- **O QUE SE PEDE**
1. Segundo a entrevista, quantos países e quantas fontes de financiamento participaram da coprodução de Clara Sola?
2. Copie sem nenhuma alteração os registros, da linha que contém "[mark] red apple" até o fim dos registros, incluindo essa primeira linha.

___ TEXTO EXIBIDO

Acho que você ganha mais perspectiva. Nunca será possível ser totalmente objetiva, mas ficar trocando o roteiro com alguém te deixa menos cega. No momento estou escrevendo sozinha e tem me parecido muito difícil conseguir ter distância [em relação ao texto]. Cada um é de um jeito, mas eu adoro colaborar com outras pessoas. Trabalho de forma mais rápida e acho que dois cérebros têm ideias melhores do que apenas um.

O filme foi selecionado para Cannes, ganhou prêmios na Suécia, venceu a Mostra Internacional de Cinema em São Paulo e foi escolhido para representar a Costa Rica no Oscar. Por que você acha que esta história se relaciona tão bem com plateias de diferentes partes do mundo?

Não sei, a plateia é que deve dizer [risos] Estou feliz que o filme ecoa dessa forma e consegue viajar tão bem. Espero estar espalhando uma mensagem de cura, de cura interna ou revolução interna, que nos permita criar mudanças em nossas vidas, ainda que muito pequenas, e que nos faça aceitar melhor quem somos e os desejos que temos. Talvez seja por isso [que diferentes plateias se identificam com o filme]: todos aprendemos algo quando criança que talvez não seja tão bom e contra o qual temos de lutar mais tarde. Depois de um tempo já não são as outras pessoas – nós mesmos internalizamos certas normas que talvez não sejam boas. Isto pode acontecer em qualquer parte do mundo e também independentemente do gênero. Me surpreendi em ver que tanto um homem suíço quanto uma mulher iraniana puderam se conectar com Clara de forma profunda e aplicar o que ela vive no filme para experiências que tiveram em suas vidas. Talvez as experiências pareçam diferentes, mas as emoções os conectam com a personagem de alguma forma. Nesse sentido, é um pouco triste, pois significa que o patriarcado está em todos os lugares. O filme será relevante em qualquer lugar porque fala sobre os danos causados pelo patriarcado e o quanto ele tem nos custado durante gerações.

Clara Sola é uma coprodução que envolveu cinco países e 20 fontes de financiamento, segundo uma reportagem publicada no site do Festival de Roterdã. Isso foi desafiador para você? Como manter sua visão criativa quando se está lidando com tantas pessoas, empresas e culturas, principalmente sendo uma diretora estreante no longa-metragem?

______
___ MATERIAL DO EXERCÍCIO

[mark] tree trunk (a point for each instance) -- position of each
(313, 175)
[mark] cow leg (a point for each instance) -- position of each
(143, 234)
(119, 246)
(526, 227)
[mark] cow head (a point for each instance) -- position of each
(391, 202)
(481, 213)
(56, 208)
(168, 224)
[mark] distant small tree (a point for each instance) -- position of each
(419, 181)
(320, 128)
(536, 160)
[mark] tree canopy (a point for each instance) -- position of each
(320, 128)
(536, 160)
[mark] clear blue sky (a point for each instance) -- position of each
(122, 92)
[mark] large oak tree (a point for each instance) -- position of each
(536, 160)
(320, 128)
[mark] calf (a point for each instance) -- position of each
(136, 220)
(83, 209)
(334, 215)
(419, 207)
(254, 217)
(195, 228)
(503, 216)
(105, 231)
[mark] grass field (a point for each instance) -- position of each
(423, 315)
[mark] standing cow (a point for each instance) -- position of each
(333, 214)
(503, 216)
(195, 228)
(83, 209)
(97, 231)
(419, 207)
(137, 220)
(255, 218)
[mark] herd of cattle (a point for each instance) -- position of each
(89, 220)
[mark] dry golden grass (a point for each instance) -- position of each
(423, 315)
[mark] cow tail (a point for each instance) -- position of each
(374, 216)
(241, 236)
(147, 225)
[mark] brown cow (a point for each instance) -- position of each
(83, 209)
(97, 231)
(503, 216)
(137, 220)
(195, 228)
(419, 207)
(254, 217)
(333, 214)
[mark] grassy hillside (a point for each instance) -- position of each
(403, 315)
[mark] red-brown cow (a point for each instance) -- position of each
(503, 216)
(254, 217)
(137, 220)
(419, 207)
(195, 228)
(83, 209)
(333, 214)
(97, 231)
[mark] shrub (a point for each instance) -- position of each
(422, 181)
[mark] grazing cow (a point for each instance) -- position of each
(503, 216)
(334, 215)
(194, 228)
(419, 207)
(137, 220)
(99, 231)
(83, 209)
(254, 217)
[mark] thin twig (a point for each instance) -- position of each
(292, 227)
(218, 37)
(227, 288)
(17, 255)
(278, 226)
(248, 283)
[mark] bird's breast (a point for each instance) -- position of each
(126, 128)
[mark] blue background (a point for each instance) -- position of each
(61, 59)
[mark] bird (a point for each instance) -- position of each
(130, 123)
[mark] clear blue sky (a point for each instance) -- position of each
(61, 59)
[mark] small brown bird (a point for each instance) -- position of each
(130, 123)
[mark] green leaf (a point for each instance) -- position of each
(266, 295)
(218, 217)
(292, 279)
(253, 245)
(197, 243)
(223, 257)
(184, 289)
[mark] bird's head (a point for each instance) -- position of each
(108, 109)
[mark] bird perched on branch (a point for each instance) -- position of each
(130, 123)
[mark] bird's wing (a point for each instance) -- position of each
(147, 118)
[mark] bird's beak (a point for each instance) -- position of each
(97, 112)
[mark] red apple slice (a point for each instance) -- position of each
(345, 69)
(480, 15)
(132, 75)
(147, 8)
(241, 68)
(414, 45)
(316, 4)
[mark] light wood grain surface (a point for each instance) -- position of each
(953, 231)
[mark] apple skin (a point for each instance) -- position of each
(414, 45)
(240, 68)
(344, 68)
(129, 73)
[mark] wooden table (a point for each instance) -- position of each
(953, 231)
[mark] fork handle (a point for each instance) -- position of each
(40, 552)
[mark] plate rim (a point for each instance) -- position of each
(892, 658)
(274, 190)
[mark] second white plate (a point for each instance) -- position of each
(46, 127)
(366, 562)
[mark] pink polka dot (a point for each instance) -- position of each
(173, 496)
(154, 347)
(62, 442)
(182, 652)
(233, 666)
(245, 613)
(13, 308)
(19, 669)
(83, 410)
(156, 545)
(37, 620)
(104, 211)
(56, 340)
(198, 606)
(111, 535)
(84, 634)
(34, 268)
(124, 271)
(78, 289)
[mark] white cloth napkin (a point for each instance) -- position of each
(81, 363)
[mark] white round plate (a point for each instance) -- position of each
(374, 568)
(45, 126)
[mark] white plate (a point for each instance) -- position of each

______

- **RESPOSTAS DO EXERCÍCIO**
1. Cinco países e 20 fontes de financiamento.

2.
[mark] red apple slice (a point for each instance) -- position of each
(345, 69)
(480, 15)
(132, 75)
(147, 8)
(241, 68)
(414, 45)
(316, 4)
[mark] light wood grain surface (a point for each instance) -- position of each
(953, 231)
[mark] apple skin (a point for each instance) -- position of each
(414, 45)
(240, 68)
(344, 68)
(129, 73)
[mark] wooden table (a point for each instance) -- position of each
(953, 231)
[mark] fork handle (a point for each instance) -- position of each
(40, 552)
[mark] plate rim (a point for each instance) -- position of each
(892, 658)
(274, 190)
[mark] second white plate (a point for each instance) -- position of each
(46, 127)
(366, 562)
[mark] pink polka dot (a point for each instance) -- position of each
(173, 496)
(154, 347)
(62, 442)
(182, 652)
(233, 666)
(245, 613)
(13, 308)
(19, 669)
(83, 410)
(156, 545)
(37, 620)
(104, 211)
(56, 340)
(198, 606)
(111, 535)
(84, 634)
(34, 268)
(124, 271)
(78, 289)
[mark] white cloth napkin (a point for each instance) -- position of each
(81, 363)
[mark] white round plate (a point for each instance) -- position of each
(374, 568)
(45, 126)
[mark] white plate (a point for each instance) -- position of each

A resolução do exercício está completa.